REQUIREMENTS:
Both the line containing "Please spot the closed" and the last line of the listing are included: write out exactly the lines from one to the other.

ENTRIES PROVIDED:
++++

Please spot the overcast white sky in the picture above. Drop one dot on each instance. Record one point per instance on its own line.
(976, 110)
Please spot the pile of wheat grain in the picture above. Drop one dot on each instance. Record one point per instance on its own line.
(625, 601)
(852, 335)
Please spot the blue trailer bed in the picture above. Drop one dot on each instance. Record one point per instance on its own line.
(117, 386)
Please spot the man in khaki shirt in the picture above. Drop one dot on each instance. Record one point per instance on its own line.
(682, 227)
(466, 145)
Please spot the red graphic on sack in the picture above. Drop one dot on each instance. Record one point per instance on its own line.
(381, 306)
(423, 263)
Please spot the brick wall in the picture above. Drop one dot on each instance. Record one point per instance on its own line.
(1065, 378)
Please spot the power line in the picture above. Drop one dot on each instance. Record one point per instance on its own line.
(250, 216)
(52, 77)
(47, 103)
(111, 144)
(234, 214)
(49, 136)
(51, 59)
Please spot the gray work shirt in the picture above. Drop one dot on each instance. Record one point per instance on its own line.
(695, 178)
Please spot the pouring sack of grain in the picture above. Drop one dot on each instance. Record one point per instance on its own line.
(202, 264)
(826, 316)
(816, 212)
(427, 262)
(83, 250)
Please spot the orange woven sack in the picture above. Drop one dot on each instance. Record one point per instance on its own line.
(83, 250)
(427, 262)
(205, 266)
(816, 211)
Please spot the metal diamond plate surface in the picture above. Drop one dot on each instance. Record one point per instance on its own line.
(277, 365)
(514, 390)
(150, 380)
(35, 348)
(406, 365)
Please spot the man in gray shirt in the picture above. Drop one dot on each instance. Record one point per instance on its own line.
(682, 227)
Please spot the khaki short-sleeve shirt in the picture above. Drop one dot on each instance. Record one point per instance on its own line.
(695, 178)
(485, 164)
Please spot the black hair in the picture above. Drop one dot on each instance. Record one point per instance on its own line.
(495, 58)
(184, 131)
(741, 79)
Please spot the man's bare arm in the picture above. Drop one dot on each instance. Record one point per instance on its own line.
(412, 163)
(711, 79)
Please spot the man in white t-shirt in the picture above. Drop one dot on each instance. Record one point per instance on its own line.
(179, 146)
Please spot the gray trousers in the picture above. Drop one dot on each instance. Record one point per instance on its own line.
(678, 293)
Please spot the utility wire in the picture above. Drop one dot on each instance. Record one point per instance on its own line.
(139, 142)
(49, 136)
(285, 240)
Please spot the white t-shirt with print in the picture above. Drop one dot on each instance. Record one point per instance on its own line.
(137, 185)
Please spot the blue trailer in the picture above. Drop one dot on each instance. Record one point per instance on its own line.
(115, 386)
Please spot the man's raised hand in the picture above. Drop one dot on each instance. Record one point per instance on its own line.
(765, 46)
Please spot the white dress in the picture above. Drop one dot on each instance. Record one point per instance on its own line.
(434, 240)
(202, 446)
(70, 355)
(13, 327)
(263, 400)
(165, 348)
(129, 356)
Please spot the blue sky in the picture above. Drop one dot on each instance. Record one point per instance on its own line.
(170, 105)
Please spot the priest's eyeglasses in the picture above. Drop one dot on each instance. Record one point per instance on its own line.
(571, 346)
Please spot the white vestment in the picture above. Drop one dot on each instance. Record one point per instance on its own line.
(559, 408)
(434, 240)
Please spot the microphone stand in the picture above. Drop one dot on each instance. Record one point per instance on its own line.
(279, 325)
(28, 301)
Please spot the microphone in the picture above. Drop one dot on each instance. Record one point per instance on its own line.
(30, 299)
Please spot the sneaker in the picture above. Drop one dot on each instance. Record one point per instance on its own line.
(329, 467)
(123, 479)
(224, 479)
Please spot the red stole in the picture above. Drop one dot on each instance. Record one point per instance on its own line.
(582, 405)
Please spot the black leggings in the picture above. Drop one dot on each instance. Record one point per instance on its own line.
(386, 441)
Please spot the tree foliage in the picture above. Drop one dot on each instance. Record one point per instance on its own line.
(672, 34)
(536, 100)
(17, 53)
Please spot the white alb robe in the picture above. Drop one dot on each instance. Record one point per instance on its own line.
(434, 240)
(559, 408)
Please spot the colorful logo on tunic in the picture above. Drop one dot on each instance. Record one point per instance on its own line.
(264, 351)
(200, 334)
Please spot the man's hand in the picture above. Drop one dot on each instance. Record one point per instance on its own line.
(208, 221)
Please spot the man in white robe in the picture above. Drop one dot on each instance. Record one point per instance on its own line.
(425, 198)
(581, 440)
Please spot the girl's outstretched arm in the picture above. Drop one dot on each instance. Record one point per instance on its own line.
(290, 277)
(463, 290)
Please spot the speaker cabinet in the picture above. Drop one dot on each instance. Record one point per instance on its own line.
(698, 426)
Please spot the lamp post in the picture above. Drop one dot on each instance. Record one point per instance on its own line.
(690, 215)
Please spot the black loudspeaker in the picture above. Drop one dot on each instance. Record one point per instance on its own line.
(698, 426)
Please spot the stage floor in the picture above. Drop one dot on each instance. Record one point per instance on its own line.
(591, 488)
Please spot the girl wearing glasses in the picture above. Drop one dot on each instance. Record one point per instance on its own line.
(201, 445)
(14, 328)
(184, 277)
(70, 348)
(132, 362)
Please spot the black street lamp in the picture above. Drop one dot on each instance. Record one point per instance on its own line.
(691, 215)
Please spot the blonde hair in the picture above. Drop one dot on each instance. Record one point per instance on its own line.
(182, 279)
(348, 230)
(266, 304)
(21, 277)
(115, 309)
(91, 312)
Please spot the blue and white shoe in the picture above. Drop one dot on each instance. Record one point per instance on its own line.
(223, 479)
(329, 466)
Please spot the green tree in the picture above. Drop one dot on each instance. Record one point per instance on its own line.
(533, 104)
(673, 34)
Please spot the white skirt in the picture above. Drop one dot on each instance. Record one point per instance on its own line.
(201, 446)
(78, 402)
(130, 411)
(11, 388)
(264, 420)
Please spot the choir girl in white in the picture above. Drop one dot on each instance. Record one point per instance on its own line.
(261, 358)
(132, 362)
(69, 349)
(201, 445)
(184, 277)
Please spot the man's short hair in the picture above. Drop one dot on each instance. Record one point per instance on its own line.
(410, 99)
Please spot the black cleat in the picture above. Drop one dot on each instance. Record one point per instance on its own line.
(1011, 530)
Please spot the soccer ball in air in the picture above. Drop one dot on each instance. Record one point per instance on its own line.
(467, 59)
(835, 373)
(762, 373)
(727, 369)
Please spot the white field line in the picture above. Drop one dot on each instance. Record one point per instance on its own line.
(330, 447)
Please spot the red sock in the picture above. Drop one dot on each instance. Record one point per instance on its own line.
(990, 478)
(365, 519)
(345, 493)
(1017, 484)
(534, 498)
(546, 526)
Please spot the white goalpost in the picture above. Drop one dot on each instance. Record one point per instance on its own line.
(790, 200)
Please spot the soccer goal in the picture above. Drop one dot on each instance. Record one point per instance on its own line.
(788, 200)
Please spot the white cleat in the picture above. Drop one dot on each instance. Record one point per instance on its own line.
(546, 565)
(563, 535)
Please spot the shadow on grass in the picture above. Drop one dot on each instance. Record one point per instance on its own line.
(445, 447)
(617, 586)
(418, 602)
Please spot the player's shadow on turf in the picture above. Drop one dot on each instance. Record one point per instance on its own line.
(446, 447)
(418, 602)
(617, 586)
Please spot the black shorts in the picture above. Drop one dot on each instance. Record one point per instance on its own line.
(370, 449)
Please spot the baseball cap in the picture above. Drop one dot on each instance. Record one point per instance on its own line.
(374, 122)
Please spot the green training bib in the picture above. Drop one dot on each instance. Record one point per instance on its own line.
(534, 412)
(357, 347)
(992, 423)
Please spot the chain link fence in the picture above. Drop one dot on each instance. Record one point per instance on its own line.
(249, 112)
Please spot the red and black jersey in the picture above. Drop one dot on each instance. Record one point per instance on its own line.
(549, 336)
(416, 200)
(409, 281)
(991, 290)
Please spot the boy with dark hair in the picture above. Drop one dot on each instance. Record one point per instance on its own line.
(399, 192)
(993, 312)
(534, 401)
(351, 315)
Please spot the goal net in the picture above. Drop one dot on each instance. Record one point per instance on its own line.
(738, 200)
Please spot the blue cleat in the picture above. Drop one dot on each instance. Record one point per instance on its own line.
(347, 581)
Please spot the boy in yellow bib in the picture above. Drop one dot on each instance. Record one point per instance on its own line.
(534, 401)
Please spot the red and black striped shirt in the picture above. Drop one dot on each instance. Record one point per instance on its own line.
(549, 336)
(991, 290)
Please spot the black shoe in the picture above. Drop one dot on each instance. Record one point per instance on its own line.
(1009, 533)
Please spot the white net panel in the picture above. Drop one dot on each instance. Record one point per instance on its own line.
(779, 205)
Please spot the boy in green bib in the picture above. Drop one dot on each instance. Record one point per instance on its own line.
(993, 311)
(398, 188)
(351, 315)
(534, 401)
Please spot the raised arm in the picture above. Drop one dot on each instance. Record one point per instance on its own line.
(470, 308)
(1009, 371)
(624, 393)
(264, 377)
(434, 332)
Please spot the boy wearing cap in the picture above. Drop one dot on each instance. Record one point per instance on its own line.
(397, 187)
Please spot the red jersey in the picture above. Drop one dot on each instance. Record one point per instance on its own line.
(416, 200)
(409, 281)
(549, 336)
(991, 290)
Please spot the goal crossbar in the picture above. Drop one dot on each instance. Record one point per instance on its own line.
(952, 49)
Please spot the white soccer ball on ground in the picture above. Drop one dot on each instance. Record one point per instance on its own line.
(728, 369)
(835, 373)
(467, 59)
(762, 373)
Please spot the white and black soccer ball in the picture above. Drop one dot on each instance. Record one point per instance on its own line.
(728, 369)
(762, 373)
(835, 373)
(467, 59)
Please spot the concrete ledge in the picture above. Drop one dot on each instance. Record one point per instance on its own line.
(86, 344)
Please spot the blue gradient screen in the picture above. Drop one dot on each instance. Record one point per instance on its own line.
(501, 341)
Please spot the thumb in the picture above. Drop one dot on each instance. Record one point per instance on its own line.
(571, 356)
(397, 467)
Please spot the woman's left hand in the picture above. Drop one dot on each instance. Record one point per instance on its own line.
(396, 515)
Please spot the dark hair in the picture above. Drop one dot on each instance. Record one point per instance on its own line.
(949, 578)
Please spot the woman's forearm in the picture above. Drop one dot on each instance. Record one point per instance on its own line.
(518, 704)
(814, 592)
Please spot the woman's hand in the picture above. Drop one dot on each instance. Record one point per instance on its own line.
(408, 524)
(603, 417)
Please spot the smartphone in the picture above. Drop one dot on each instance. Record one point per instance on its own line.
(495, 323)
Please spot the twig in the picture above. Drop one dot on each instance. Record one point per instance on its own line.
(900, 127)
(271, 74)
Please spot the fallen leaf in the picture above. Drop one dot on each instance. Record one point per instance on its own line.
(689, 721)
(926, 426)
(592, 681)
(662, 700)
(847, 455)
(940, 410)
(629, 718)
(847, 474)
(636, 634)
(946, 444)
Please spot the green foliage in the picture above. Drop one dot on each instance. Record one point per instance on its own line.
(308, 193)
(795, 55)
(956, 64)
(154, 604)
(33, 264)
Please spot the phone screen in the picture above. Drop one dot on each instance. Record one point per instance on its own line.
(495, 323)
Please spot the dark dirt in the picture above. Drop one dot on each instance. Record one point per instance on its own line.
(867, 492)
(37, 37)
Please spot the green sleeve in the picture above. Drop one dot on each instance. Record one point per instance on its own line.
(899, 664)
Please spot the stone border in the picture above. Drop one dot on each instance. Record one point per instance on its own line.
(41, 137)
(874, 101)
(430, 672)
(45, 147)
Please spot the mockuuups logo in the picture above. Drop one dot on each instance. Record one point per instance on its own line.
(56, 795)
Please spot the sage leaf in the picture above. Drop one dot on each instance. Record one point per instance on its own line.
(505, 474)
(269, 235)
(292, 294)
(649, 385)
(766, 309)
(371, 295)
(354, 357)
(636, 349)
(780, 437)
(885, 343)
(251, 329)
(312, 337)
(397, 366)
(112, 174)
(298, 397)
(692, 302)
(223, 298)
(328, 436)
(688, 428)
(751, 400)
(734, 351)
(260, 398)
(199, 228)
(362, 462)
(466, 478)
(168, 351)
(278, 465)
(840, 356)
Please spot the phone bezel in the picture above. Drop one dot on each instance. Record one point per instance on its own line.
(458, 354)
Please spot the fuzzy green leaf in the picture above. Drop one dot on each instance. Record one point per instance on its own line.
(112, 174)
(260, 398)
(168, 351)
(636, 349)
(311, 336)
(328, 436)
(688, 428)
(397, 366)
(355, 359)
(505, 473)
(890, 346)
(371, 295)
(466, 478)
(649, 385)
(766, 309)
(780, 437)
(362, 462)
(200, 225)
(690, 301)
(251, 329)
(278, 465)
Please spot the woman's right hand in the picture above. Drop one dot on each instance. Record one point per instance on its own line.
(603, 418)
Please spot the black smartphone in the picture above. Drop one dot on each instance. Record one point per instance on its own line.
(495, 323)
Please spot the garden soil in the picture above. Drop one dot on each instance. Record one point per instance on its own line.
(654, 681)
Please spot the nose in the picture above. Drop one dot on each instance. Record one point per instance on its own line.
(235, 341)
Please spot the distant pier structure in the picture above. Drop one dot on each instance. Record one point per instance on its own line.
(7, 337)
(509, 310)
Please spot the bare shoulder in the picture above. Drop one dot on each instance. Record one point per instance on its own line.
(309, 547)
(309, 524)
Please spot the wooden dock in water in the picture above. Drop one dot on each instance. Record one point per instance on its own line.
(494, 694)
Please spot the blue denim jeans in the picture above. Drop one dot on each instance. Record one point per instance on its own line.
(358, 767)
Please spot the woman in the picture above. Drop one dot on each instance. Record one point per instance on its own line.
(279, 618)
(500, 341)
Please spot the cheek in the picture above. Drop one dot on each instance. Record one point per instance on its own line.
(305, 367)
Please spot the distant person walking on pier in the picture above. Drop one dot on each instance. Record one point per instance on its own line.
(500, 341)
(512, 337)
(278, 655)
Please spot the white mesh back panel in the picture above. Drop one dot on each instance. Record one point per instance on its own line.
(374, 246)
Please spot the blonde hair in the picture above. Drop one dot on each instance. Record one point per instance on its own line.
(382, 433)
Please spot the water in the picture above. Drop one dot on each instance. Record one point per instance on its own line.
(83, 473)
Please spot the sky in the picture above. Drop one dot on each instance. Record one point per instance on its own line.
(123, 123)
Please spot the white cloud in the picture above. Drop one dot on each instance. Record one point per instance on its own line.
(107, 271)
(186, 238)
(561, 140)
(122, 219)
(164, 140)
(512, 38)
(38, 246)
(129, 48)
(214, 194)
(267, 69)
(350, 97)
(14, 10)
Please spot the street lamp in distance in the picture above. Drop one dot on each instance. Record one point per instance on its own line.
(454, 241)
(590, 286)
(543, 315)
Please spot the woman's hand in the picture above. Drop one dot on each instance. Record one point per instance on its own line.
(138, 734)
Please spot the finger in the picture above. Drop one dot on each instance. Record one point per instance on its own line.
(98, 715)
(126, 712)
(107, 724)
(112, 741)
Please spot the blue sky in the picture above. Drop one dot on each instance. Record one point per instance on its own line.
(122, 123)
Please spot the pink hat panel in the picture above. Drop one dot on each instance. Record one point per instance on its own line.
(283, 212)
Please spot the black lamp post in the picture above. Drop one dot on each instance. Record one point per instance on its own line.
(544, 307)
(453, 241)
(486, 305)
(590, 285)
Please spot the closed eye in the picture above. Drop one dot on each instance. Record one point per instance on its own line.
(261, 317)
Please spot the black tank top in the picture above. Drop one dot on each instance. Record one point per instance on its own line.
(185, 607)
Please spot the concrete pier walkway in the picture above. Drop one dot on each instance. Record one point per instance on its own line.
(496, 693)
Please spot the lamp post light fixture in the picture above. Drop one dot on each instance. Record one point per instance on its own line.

++++

IN RESPONSE:
Please spot the closed eye in the picture above. Drop one dot on each instance. Record one point per instance on its own line.
(261, 317)
Please spot the black tank top in the picture above. Drop one dot on each instance. Record one point per instance on its own line.
(185, 607)
Please spot the concrete pier walkway in the picture above. Drop one dot on each instance. Record one point per instance on its own line.
(496, 693)
Please spot the lamp post light fixture in the picture above. Drop one dot on each instance. Record one point per instance on its own line.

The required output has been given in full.